_Task_
Reproduce every row below, requests included, and shift each coordinate in the answers by adding -113 to it.

_Data provided_
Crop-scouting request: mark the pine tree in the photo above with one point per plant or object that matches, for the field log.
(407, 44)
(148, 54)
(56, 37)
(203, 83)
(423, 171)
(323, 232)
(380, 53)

_Task answer_
Crop-scouting request: mark the pine tree in the photo above with one point per plant or object that matches, for the field log.
(294, -69)
(35, -59)
(-57, -76)
(90, -30)
(310, 58)
(210, 119)
(267, -60)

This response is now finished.